# COSA FARE:
[a] Riassumi in due frasi l'estratto sui robot collaborativi.
[b] Secondo l'estratto sui robot collaborativi, che cosa indica per esteso il nome MOCA?

# ESTRATTO DEL DOCUMENTO:
Ma le notizie non finiscono qui: proprio durante la
conferenza Ajoudani, che ha contribuito personalmente alla sua
progettazione, ha infatti presentato MOCA, il robot
collaborativo che è stata la vera star della serata inaugurale. Si
pronuncia come la caffettiera di casa, ma in realtà il suo nome sta per Mobile
Collaborative Robotic Assistant. Secondo Ajoudani, lo sviluppo
dei robot collaborativi sta favorendo l’apertura di un nuovo mercato legato al
tracciamento dei movimenti corporei. In questo ambito, l’IIT ha
sviluppato RealMove, un sistema markerless in grado di catturare
simultaneamente con l’aiuto di 4 telecamere più corpi e oggetti in movimento.
Fra i progetti in via di sperimentazione in ambito health care spiccano quelli
dedicati alla prevenzione delle cadute degli anziani, in cui l’algoritmo
prevede la caduta e avvisa l’anziano, e i robot per i non vedenti.
Insomma, il Richmond IT director forum è
stato terreno di confronto sulle infinite prospettive offerte dal mercato dei
cobot, come testimoniato dalle parole di Claudio Honegger, amministratore
unico di Richmond Italia: “Il forum di novembre ha
offerto qualcosa di davvero straordinario, ovvero la possibilità di toccare con
mano il futuro della ricerca e dell’innovazione. In un contesto in cui la
tecnologia evolve a una velocità impressionante, comprendere le tendenze di
sviluppo sul lungo termine non è solo un esercizio visionario, ma una necessità
strategica. Ogni volta che ci sforziamo di leggere e capire il futuro,
diventiamo più efficaci nell’interpretare e gestire la realtà presente.
Diventiamo più bravi e consapevoli nell’affrontare le sfide quotidiane,
trasformandole in opportunità di crescita e innovazione”.

# CONTENUTO DEI DATI:
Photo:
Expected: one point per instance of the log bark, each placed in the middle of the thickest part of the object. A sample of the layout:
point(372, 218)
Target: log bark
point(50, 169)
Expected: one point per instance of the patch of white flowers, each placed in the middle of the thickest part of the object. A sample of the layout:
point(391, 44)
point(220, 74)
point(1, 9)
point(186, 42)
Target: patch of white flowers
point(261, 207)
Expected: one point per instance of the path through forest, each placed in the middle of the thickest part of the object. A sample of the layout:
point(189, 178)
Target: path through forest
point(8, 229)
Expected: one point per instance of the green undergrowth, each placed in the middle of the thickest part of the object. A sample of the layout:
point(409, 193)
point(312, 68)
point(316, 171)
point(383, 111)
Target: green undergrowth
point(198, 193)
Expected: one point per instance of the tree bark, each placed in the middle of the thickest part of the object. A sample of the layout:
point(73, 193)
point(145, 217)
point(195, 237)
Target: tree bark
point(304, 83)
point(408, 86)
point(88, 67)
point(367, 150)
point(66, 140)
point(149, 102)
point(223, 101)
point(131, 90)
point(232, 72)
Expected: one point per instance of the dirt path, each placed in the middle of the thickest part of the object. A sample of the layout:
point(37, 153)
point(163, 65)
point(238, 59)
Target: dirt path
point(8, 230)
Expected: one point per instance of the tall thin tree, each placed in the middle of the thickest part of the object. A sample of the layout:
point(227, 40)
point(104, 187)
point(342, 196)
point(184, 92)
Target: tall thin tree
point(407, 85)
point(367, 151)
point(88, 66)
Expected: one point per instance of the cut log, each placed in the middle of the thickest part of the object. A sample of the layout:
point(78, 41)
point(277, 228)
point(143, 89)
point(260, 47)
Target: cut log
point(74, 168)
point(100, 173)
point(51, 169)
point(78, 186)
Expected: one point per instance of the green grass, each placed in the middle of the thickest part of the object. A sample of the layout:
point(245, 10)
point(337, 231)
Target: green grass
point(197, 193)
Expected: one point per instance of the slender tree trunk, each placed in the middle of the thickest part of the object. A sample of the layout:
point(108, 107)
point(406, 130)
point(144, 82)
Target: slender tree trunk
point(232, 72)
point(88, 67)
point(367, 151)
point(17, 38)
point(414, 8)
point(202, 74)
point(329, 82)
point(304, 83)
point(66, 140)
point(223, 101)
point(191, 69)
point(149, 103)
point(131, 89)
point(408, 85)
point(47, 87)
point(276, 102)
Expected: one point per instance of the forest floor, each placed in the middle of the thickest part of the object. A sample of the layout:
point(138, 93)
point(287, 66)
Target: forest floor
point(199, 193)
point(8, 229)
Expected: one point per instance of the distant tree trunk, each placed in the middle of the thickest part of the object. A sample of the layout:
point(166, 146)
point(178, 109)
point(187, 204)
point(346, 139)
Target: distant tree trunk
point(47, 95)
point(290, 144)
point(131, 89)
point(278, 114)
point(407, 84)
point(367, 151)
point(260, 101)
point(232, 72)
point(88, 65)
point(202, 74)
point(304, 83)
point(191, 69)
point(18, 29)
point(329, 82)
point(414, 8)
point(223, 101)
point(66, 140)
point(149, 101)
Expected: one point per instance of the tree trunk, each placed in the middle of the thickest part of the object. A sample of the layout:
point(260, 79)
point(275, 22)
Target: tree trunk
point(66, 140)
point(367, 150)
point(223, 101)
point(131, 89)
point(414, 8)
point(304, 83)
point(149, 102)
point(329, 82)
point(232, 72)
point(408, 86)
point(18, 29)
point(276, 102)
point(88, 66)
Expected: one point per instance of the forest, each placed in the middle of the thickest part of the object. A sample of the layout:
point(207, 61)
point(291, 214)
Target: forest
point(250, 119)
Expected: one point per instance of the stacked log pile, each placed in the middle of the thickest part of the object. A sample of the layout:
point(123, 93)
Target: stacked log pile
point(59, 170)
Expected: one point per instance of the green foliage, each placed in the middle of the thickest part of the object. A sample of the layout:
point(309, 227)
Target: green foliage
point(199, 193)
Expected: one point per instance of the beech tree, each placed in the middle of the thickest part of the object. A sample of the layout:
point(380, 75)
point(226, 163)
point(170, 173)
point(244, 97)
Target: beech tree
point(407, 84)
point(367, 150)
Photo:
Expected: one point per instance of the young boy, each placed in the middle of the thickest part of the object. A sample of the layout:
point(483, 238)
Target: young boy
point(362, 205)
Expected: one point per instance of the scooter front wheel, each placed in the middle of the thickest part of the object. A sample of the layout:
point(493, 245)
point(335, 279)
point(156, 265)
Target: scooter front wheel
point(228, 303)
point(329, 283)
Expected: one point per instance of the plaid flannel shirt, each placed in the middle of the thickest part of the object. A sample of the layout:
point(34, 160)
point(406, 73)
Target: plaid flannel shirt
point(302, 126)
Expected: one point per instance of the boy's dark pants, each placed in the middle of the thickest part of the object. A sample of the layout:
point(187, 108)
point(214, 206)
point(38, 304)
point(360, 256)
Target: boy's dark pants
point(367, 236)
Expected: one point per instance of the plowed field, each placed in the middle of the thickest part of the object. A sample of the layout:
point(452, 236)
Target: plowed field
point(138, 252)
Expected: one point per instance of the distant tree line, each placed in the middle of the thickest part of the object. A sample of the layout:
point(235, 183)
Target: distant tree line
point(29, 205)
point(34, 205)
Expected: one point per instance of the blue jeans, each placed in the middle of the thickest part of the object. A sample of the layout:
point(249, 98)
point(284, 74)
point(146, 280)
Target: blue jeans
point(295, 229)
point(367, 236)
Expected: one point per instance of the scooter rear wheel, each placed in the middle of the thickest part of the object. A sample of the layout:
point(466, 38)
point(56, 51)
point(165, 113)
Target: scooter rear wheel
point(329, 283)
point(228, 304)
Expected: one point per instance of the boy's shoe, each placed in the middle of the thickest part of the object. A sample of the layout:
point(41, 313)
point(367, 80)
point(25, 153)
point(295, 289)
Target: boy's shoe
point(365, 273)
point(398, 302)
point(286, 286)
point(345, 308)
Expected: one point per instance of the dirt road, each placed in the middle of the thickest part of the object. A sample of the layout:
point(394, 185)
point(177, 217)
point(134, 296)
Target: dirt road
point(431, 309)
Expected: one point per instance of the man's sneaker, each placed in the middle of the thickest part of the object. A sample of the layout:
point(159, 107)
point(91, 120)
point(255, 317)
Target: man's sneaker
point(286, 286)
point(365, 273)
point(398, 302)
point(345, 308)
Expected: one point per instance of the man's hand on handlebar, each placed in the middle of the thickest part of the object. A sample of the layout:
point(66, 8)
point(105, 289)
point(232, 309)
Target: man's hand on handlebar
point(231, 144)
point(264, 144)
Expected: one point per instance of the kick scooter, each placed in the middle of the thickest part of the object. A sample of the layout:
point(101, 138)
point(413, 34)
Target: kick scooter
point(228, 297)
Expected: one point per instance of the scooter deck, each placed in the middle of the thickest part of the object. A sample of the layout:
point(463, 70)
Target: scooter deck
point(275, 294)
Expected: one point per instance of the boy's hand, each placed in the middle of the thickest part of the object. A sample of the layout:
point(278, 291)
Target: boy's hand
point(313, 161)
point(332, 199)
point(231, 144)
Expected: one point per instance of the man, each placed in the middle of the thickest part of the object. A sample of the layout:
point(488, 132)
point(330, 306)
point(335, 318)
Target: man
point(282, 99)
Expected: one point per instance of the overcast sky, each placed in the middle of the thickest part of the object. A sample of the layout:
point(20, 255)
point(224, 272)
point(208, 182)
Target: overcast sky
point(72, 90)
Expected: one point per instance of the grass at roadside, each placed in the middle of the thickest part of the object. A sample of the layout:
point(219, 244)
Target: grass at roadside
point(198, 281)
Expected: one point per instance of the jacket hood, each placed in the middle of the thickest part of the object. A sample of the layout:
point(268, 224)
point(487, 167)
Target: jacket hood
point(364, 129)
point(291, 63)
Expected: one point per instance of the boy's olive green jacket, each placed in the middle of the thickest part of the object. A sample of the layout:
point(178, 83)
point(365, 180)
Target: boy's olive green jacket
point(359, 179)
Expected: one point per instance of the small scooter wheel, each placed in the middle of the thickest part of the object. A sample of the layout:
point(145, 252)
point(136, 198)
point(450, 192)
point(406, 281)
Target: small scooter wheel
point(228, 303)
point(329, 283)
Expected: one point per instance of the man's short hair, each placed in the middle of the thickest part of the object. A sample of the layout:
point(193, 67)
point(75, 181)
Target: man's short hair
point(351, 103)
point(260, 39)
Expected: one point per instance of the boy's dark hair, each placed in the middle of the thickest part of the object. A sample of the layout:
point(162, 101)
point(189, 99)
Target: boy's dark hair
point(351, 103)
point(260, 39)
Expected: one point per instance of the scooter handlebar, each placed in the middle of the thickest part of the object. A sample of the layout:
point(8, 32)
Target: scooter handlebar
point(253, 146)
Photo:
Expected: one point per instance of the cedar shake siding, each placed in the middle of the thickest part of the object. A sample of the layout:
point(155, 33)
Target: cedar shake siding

# SOLUZIONI:
[a] Durante la conferenza Ajoudani ha presentato MOCA, il robot collaborativo protagonista della serata inaugurale. L'IIT ha sviluppato RealMove, un sistema markerless che con quattro telecamere cattura insieme più corpi e oggetti in movimento, e il Richmond IT director forum è stato un terreno di confronto sulle prospettive del mercato dei cobot, come ha sottolineato Claudio Honegger, amministratore unico di Richmond Italia.

[b] Mobile Collaborative Robotic Assistant.